### TASK
Omit the pictures, then write out every entry exactly as it reads.

(Items listed in a dataset)
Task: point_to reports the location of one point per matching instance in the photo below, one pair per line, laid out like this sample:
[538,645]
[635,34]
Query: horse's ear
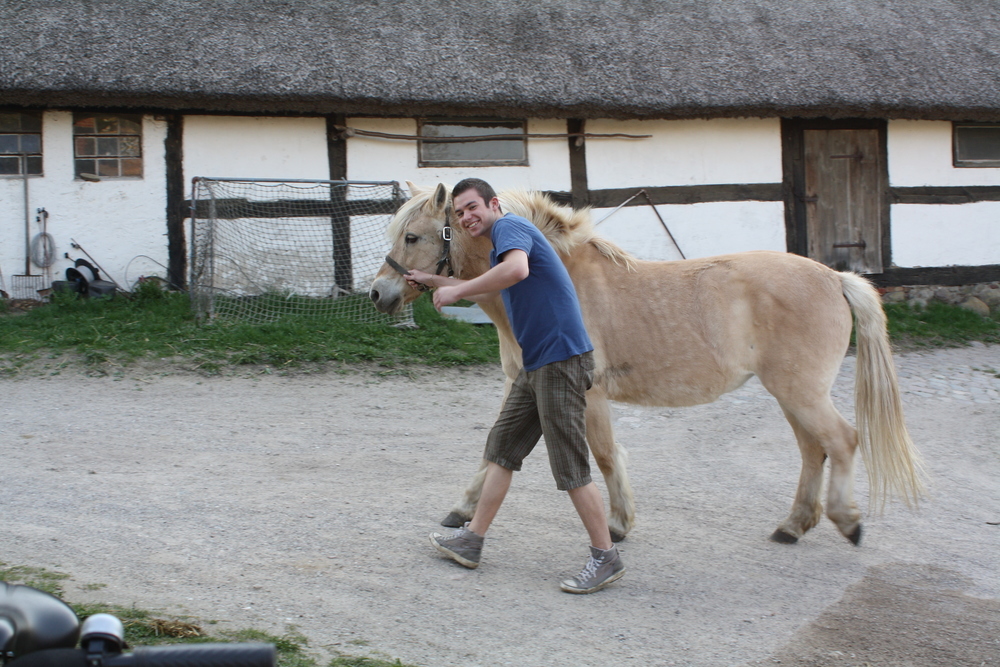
[442,195]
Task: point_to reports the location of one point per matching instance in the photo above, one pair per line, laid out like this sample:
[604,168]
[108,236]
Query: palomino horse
[685,332]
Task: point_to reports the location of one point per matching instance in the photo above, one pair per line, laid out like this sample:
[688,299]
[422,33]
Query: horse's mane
[405,213]
[565,228]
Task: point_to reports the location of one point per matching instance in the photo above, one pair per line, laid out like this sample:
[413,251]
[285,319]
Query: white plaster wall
[959,235]
[684,152]
[374,159]
[920,153]
[255,147]
[115,220]
[701,230]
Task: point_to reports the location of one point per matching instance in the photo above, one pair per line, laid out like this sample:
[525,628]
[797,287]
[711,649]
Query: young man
[549,395]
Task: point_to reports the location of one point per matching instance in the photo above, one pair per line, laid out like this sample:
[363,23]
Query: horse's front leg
[466,507]
[612,459]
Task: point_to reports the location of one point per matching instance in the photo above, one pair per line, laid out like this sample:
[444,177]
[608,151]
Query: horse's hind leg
[807,508]
[822,424]
[612,459]
[466,507]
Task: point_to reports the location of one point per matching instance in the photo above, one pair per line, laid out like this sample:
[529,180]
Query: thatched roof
[541,58]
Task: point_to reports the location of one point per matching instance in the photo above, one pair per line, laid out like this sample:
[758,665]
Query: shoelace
[590,569]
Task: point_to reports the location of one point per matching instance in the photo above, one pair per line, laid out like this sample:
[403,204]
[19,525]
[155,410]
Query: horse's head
[417,243]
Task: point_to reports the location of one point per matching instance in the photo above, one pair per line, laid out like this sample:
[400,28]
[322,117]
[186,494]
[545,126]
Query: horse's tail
[893,463]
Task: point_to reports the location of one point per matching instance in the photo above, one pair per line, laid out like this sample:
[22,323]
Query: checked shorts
[548,401]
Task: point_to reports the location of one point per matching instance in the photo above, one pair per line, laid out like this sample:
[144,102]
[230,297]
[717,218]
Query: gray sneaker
[601,569]
[462,546]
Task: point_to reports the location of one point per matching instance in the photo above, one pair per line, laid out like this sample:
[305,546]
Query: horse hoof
[784,538]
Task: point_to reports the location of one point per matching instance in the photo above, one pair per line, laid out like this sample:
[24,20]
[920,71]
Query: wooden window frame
[960,163]
[98,138]
[30,162]
[472,122]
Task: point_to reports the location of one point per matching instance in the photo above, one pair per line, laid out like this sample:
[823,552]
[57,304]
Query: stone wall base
[982,298]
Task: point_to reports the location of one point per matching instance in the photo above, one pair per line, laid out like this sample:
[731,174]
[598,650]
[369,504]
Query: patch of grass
[142,628]
[36,577]
[355,661]
[106,333]
[939,325]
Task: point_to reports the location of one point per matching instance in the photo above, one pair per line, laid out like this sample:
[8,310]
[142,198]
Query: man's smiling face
[475,215]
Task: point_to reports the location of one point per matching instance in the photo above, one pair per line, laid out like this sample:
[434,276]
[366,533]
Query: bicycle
[40,630]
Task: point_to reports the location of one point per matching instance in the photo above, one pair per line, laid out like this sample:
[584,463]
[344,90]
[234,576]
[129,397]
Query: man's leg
[590,506]
[495,488]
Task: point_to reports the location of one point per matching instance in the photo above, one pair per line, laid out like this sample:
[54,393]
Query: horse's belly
[668,387]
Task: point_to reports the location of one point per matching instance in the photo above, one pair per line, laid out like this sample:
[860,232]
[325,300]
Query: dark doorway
[836,184]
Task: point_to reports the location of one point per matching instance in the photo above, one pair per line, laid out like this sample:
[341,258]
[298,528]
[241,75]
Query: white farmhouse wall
[684,152]
[375,159]
[952,235]
[255,147]
[700,230]
[116,220]
[920,154]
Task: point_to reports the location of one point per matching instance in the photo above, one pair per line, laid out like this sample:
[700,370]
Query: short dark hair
[484,189]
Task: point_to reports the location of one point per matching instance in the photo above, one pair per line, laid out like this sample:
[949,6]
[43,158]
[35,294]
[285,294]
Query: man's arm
[512,269]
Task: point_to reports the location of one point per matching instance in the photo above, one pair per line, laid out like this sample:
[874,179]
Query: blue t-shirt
[543,309]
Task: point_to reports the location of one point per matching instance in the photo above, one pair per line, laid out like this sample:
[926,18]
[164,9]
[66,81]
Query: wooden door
[843,198]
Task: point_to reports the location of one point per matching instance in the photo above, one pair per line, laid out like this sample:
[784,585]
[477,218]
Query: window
[20,143]
[977,145]
[108,145]
[460,148]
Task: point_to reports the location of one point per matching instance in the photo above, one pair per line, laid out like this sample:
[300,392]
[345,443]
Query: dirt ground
[272,501]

### OUTPUT OF THE EXERCISE
Task: point_to reports the location of one point per matching instance in the photo below, one pair per line, laid out like this sample:
[538,645]
[635,34]
Query: horse's ear
[442,195]
Task: point_to reports the location of one point per matching instance in the photo above, one pair per line, laid out like this sample:
[604,168]
[108,236]
Query: palomino horse
[685,332]
Task: point_to reports the location of one point per matching instance in the photo above, one pair per line, laid out like this sample:
[688,299]
[422,33]
Query: horse's mane
[405,213]
[565,228]
Task: point_to reports the location of one point per matching instance in the photo above, one pair per line, laid out like this sample:
[413,251]
[285,319]
Query: white plaster wall
[959,235]
[684,152]
[374,159]
[920,153]
[255,147]
[115,220]
[701,230]
Task: point_to reports the location of one point per matching instance in the photo above, one pair per line, laid out like this sample:
[525,628]
[797,287]
[711,649]
Query: young man
[549,395]
Task: point_to reports the location of one point per matching instance in the photo above, one pair per line, laid out like this sample:
[363,23]
Query: horse's front leg
[466,507]
[612,459]
Task: point_to reports the location of one point per matching instance in the photo above, one pair per line, laid out like this sample:
[444,177]
[608,151]
Query: horse's hind leg
[807,508]
[822,424]
[612,459]
[466,507]
Task: point_to reports the location of one point per matching instance in the photo above, one pair per line, laid out like this sample:
[529,180]
Query: thatched roof
[541,58]
Task: point_to reports the location of one point per matching instance in the photo above, one pair per line, laid out like this sample:
[758,665]
Query: shoelace
[590,569]
Task: point_to reports the location of one point per matching instance in the photo above, one pair per line, laid out like this sample:
[403,204]
[19,525]
[155,410]
Query: horse's head
[417,243]
Task: point_to reports the location of one point per matching instance in the photo above, one pair per line, laid out like this sample:
[400,28]
[322,117]
[186,494]
[545,126]
Query: horse's tail
[893,463]
Task: point_to reports the location of one point per matching instance in the photo above, one pair per line, laid out like this sample:
[22,323]
Query: checked shorts
[548,401]
Task: point_to reports the location of one point per matching instance in the photo above, one pair per line, laid out like this sample:
[144,102]
[230,297]
[717,218]
Query: gray sneaker
[601,569]
[462,546]
Task: point_to reports the location of one point per matching instance in the photo above, one pair per line, laid out like this sample:
[305,546]
Query: horse hoof
[784,538]
Task: point_to reports the location of one point per matching instance in the photo above, one pair per line, laid out like this sample:
[24,20]
[920,71]
Query: wooden window frame
[960,163]
[98,138]
[30,162]
[472,122]
Task: point_to reports the location of one point per matching instance in the photo above, one pair per line, laid out like this sample:
[823,552]
[57,304]
Query: stone wall base
[982,298]
Task: point_to reports the location of one point per matching instance in the photo above, one pair per line, laid out like this sample:
[731,174]
[598,650]
[369,504]
Query: patch of grass
[142,628]
[36,577]
[355,661]
[106,333]
[939,325]
Task: point_to reports the location of one point per matching instance in the photo above, one pair per line, laid out like this sample:
[8,310]
[142,198]
Query: man's smiling face
[475,215]
Task: point_to reports the location of one point per matching instance in the photo above, one pair per line, laid out like this sample:
[434,276]
[366,533]
Query: bicycle
[40,630]
Task: point_to reports the location of one point per matching instance in the photo above, one pair per line, laid out like this sample:
[584,463]
[344,90]
[234,576]
[129,397]
Query: man's leg
[590,506]
[495,488]
Task: point_to reports the location of one point per matching instance in the photo above, one pair per line, laid out like this sample:
[54,393]
Query: horse's belly
[668,387]
Task: point_to reports the location of one point per matching instance in the photo above, one pair per line, laid out like this sample:
[860,232]
[325,300]
Query: dark doorway
[836,184]
Task: point_to reports the location of one point per matching instance in the photo above, one pair per line, laid out like this sample:
[341,258]
[298,528]
[241,75]
Query: white farmhouse wall
[684,152]
[375,159]
[952,235]
[255,147]
[700,230]
[116,220]
[920,154]
Task: point_to reports the location of one point per matching instance in the photo above, one pair per line, laid out like this sample:
[700,370]
Query: short dark hair
[484,189]
Task: point_to reports the location of one point per matching instance in the photo above, one pair per line, laid out like this sample:
[949,6]
[43,158]
[35,294]
[285,294]
Query: man's arm
[512,269]
Task: point_to reports the location of one point per matching instance in the photo above, one pair per line, laid out like this sample:
[874,179]
Query: blue t-shirt
[543,309]
Task: point_to reports the location of one point per matching instance in the photo above, one pair per line, laid out like this sample:
[926,18]
[164,9]
[66,81]
Query: wooden door
[843,198]
Task: point_to reports the location of one point per matching instance in the photo above, one pair per line, laid out like this sample:
[784,585]
[477,218]
Query: window
[20,143]
[977,145]
[108,145]
[460,148]
Task: point_to reports the location of one point per matching instance in the photo above, one pair per line, laid out like this sample:
[300,392]
[345,443]
Query: dirt ground
[272,501]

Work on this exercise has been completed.